*Text block:*
--------------------------------------------------

Adopting the second time by Grace Wanunda

Grace Wanunda with her children

Grace Wanunda is no stranger to this site. We published her story in 2017 when we sought to know about the child adoption landscape in Kenya.

We followed up with her again to know if her family expanded and guess what? It has and now baby Timothy Jabali has joined the family that previously comprised of Angel Faraja and Grace. While declaring adoption ‘addictive,’ she shares these pointers with us.

 

AfroMum: Please enlighten us on any legal hurdles for a parent seeking to adopt a second child. 

Grace: The process is the same.  My second adoption to me was the easiest, from application to matching/placement. It took only 2 months and my son was home, younger (2 months 3 weeks) than I expected.

This was due to the fact that I had done a lot of adoption awareness, my relationship with my Agency was built and it was one of the best having adopted and completed my first process.  I am in the legal process, a bit slow but I’m comforted the baby is home.

 

How do you prepare the other children for the coming of subsequent children? 

I kept telling my daughter we are having a small baby boy soon.  We named him before he came, every day we talked about him and he was part of us even though absent.

 

How can you prepare financially for their arrival? 

I made arrangements with ICEA for an education/investment policy way before my son came home. We sealed the deal and were just waiting for the documents and the arrival of the baby to sign the policy. When he came, I opened a Junior savings account with my Sacco for him.

 

How do you prepare yourself psychologically? 

My mind was made up to go for the second child. I didn’t consult much. It was a walk in the park for me. Unlike my first adoption, my 2nd adoption was easy and smooth. There was no pressure nor anxiety. This was because my first adoption was very successful and quite fulfilling.

 

Did you get any challenges in your journey to get another child? 

NO. The support was overwhelming from the Agency, home, friends, colleagues, everyone!

 

Why did you decide to go ahead with adopting the second time? 

The transformation I saw in my girl, and the fulfillment she brought thereafter blew my mind and I just thought I can bring another child home if that’s what adoption can do to a child and to a parent. Adoption is beautiful and addictive!

 

What were the cost implications? 

The total cost of my second adoption was Kshs. 60,750/-

The breakdown is as follows >>
Agency – 19,000/= (has been brought down to 12,500)
Medical test – 750/=
Certificate of good conduct – 1000/=
Legal fee – 40,000/=
Total: 60,750/

 

Are you planning to get more?

YES – If God enables me. I am also considering fostering, to help needy mothers raise their children as they get back on their feet.

 

siblings playing together
Faraja and Jabali

 

When it comes to nutrition what were the most important considerations? 

I did exclusive formula (Cow and Gate) up to 6 months. We weaned him at 6 months, incorporated puree and porridge.  We currently do baby food, working with what is available in the markets. We make sure it’s balanced. We still do formula, fruits, and yoghurt.

 

How much time did it take you to bring the little angel home? 

Only 2 months.

 

Do you have any strategy to ensure seamless cohesion between the children? 

I have involved my daughter in everything we do with her brother, we feed together, we bath together, I send her for the milk, diapers, clothes etc. Actually, she knows that bringing baby items is her duty. They bond by playing around and she is very proud of him. She calls him “my Timo”

 

Adoptive parents and kids face a lot of stigma, how do you withstand this?

--------------------------------------------------

[Data for grounding referring expressions]
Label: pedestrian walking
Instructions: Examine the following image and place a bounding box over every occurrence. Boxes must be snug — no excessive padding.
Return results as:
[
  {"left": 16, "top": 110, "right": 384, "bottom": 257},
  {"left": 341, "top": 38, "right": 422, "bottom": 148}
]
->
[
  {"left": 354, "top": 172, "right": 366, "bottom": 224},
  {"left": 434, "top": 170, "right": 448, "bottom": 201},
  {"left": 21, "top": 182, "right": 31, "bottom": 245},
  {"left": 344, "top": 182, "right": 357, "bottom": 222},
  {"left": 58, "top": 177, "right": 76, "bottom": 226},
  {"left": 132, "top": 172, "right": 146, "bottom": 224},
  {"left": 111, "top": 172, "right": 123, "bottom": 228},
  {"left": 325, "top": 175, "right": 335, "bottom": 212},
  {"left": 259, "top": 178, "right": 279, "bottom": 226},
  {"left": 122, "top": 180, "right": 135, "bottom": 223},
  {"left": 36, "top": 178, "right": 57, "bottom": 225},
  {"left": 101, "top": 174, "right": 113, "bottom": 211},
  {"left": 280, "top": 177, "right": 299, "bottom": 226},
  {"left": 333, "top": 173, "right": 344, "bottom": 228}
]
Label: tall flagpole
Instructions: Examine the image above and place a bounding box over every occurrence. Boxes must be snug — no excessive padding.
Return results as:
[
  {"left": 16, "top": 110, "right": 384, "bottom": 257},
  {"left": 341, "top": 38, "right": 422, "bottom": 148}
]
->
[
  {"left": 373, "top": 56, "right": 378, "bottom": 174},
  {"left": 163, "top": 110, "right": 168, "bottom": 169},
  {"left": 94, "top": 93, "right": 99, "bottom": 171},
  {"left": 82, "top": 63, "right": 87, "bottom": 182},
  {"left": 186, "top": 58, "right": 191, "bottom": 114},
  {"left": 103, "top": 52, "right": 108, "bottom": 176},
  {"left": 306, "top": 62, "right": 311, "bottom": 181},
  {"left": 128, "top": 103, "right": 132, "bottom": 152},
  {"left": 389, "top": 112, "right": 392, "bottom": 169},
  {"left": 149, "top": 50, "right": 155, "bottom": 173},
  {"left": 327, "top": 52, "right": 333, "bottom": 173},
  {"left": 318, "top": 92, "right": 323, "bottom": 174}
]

--------------------------------------------------

*Task instructions:*
(1) Reproduce word for word the passage of the Grace Wanunda interview that begins at the words "My mind was" and stops after the words "the second time?".
(2) In the Grace Wanunda interview, what was the total cost of her second adoption?
The listing is separate material and has no connection to the Grace Wanunda interview.

*Task-by-task solutions:*
(1)
My mind was made up to go for the second child. I didn’t consult much. It was a walk in the park for me. Unlike my first adoption, my 2nd adoption was easy and smooth. There was no pressure nor anxiety. This was because my first adoption was very successful and quite fulfilling.

 

Did you get any challenges in your journey to get another child? 

NO. The support was overwhelming from the Agency, home, friends, colleagues, everyone!

 

Why did you decide to go ahead with adopting the second time?

(2) Kshs. 60,750